Segment Start: EXCERPTED PASSAGE
It is an interesting exercise speculating on Nearco, had he, in fact, been a son of Fairway. Certainly, he more resembled his “uncle” than his sire; certainly, he was more the “Classic” type of horse of his “uncle” than his sire; and certainly, he had more the excitable and nervy temperament of his “uncle” than the placid nature of his sire. And this last element in his make-up might just have been his undoing as a racehorse had he inherited a full dose of this nervous intolerance and irascibility absent in the make- up of Pharos. There are many instances in the history of the racehorse when ability has been negated… nay desolated, by temperament.
But, I digress. The point made is that, with today’s technology, Fairway would have covered Nogara. There would not have been Nearco… or certainly not the Nearco we know.
Technology… and transport, for not only are stallions covering the hundred mares in one hemisphere, but modern transport allows for there rapid movement to other parts of the world, thus doubling the output of the high profile and fashionable to the detriment of the genetic pool… and who can conceive the loss. These twin prongs have changed forever the direction of the thoroughbred, which, in the future, will stem from a smaller, more attenuated genetic pool.
Concerns have to be that sire line branches will be lost forever; and more, can horses cover the thousands of mares that will be offered those few without losing genetic potency?. It will be interesting if figures are ever produced which reports performance of produce of these chosen few stallions in relation to their date of birth, that is, the foals from cover of those first into the breeding shed as opposed to those mares that are the interim and later visitors.
Indisputably, fashion, and winning performance, especially of those races deemed benchmark, are the arbiters in mating plans, becoming deciding factors when abetted by technology and transport in this shuttle transfer age. But… a moment. Consider, one second… just one second… a moment in time not measurable in day-to-day living, a stammer gone in the time in which it can be said… but which, in a race, will put 15 lengths between horses. Then, a timeless one-tenth of a second (one-and-a half lengths) will separate the great from the unremembered. Yet stories of stallions who have entered the breeding shed without hope, and which have forced recognition by the exploits of their offspring, are legion. Is the gamble taken worth the risk. Really, breeding is in danger of putting too much importance on performance and fashion, and its twin evils, technology and transport.
Of certainty, the future will never repeat the fairy-tale story of Gallinule. An inconsequential racer, not in demand as a breeding prospect, and a bleeder to boot, he was sold to Ireland, where from humble beginnings, he rose to lead the list of Leading Sires in England in 1902 and 1904, and was the Leading Sire of Broodmares no less than five times, stamping his name more deeply on the turf than will the ilk that are the darlings of the media in what has become a fashion driven industry – and both racing and racing’s story is the loser.
Of course, this is written with many imponderables. We do not, for instance, know the depth of the genetic pool… ... and sadly, is not performance/technology/transport already a runaway train?
Footnote: It is interesting to conjure whether Northern Dancer (635), Sir Tristram (661+), Nijinsky (850) and Mr Prospector (952), four stallions and their collective 3098 plus foals will leave as lasting an impression on the Turf as the collective 2765 foals of The Tetrarch (130), Blandford (165), Alycidon (235), Nasrullah (425), Princequillo (481), Tom Fool (276), Native Dancer (304), Sea Bird (172) and Mill Reef (379)!
Segment End: EXCERPTED PASSAGE
Answer these about the passage on thoroughbred breeding:
(a) How many lengths does the passage say one second will put between horses in a race?
(b) In which two years did Gallinule lead the list of Leading Sires in England?
(c) What foal count does the footnote give for Mill Reef?
Segment Start: RAW DATA
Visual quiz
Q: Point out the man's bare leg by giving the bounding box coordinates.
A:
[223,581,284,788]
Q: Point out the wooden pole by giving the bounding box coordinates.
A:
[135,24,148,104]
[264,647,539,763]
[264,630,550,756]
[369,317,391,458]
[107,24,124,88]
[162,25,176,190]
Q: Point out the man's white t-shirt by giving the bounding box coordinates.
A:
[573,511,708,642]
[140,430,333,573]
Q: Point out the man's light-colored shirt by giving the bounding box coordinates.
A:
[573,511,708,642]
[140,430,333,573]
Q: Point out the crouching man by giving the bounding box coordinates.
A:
Segment End: RAW DATA
__SOLVED PROBLEM__.
(a) 15 lengths
(b) 1902 and 1904
(c) 379